◆ Aim:
Edit the records below by replacing every "pin one point" with "place one point", and reproduce them in full with everything else unchanged.

(Point annotation data)
++++++++++++++++++++
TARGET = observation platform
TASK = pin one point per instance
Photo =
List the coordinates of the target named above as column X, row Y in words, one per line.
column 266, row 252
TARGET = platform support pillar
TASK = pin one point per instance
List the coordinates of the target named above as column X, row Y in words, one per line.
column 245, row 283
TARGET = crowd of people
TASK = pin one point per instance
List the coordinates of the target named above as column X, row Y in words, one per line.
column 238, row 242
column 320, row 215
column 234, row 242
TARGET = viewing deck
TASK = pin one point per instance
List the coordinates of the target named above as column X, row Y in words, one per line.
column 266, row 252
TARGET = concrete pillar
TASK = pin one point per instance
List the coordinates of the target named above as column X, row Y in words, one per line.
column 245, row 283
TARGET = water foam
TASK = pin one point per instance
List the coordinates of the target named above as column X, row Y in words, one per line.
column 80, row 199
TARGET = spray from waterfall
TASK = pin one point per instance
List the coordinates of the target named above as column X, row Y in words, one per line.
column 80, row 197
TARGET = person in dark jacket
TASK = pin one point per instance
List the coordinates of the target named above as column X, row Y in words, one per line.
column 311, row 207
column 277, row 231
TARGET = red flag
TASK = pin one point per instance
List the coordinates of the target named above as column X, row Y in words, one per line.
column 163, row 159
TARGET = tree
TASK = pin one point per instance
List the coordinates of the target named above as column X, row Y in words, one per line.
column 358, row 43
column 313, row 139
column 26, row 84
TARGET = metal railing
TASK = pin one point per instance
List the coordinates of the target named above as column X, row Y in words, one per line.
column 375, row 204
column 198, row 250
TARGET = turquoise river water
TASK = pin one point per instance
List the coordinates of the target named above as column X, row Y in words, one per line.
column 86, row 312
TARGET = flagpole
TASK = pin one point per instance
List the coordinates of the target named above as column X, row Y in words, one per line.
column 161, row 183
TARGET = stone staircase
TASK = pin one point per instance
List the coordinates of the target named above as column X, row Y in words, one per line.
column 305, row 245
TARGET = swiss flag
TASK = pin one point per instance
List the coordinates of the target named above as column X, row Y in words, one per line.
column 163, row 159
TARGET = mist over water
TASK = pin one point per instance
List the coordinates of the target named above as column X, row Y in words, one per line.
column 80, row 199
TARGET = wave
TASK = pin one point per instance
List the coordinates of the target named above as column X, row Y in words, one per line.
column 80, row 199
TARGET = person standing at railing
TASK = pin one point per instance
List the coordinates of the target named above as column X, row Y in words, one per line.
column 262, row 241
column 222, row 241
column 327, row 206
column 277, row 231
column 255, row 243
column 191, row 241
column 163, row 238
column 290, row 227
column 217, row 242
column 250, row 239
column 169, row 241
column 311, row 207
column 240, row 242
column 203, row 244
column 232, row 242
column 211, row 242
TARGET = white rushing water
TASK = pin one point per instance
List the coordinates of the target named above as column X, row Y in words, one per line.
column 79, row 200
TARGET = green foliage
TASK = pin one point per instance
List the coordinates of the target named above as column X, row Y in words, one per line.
++++++++++++++++++++
◆ Response:
TARGET = observation platform
TASK = place one point per instance
Photo =
List the coordinates of the target named above as column X, row Y in words, one per line.
column 266, row 252
TARGET = platform support pillar
TASK = place one point per instance
List the coordinates of the target named above as column X, row Y in words, one per line.
column 245, row 283
TARGET = crowd of people
TASK = place one point per instance
List the coordinates of the target named above as column X, row Y in words, one per line.
column 238, row 242
column 320, row 215
column 234, row 242
TARGET = viewing deck
TASK = place one point per instance
List the coordinates of the target named above as column X, row Y in words, one per line.
column 266, row 252
TARGET = concrete pillar
TASK = place one point per instance
List the coordinates of the target named above as column X, row Y in words, one per line.
column 245, row 283
TARGET = water foam
TASK = place one point per instance
List the coordinates of the target named above as column X, row Y in words, one per line.
column 80, row 199
TARGET = spray from waterfall
TASK = place one point per instance
List the coordinates of the target named above as column X, row Y in words, one per line.
column 80, row 197
TARGET = person in dark jacket
TASK = place one point per instance
List the coordinates of the target named above as column X, row Y in words, one per line.
column 311, row 207
column 277, row 231
TARGET = red flag
TASK = place one point per instance
List the coordinates of the target named above as column X, row Y in words, one per line.
column 163, row 159
TARGET = tree
TASK = place one point per instance
List the coordinates of the target named above as column X, row Y in words, one per line.
column 358, row 43
column 313, row 139
column 26, row 84
TARGET = metal railing
TASK = place one point per instance
List the coordinates of the target named above as column X, row Y in words, one per line.
column 375, row 204
column 198, row 250
TARGET = turquoise river water
TASK = place one point per instance
List the coordinates of the target named above as column X, row Y in words, one per line.
column 86, row 312
TARGET = flagpole
TASK = place one point per instance
List the coordinates of the target named above as column X, row Y in words, one per line.
column 161, row 183
TARGET = stone staircase
TASK = place one point per instance
List the coordinates of the target named above as column X, row Y in words, one per line.
column 305, row 245
TARGET = swiss flag
TASK = place one point per instance
List the coordinates of the target named above as column X, row Y in words, one per line.
column 163, row 159
TARGET = mist over water
TASK = place one point per instance
List the coordinates of the target named above as column X, row Y in words, one per line.
column 80, row 199
TARGET = wave
TASK = place one point per instance
List the coordinates of the target named above as column X, row Y in words, one per line.
column 80, row 199
TARGET = person standing at railing
TASK = place one point per instance
List the coordinates of the target named above as column X, row Y in words, one per line.
column 262, row 241
column 222, row 241
column 327, row 206
column 277, row 231
column 255, row 243
column 191, row 241
column 163, row 238
column 290, row 227
column 217, row 242
column 250, row 239
column 169, row 241
column 311, row 207
column 240, row 242
column 203, row 244
column 232, row 242
column 211, row 242
TARGET = white rushing water
TASK = place one point per instance
List the coordinates of the target named above as column X, row Y in words, one per line.
column 79, row 200
TARGET = green foliage
TASK = place one point per instance
List the coordinates of the target named above as column X, row Y in words, one per line.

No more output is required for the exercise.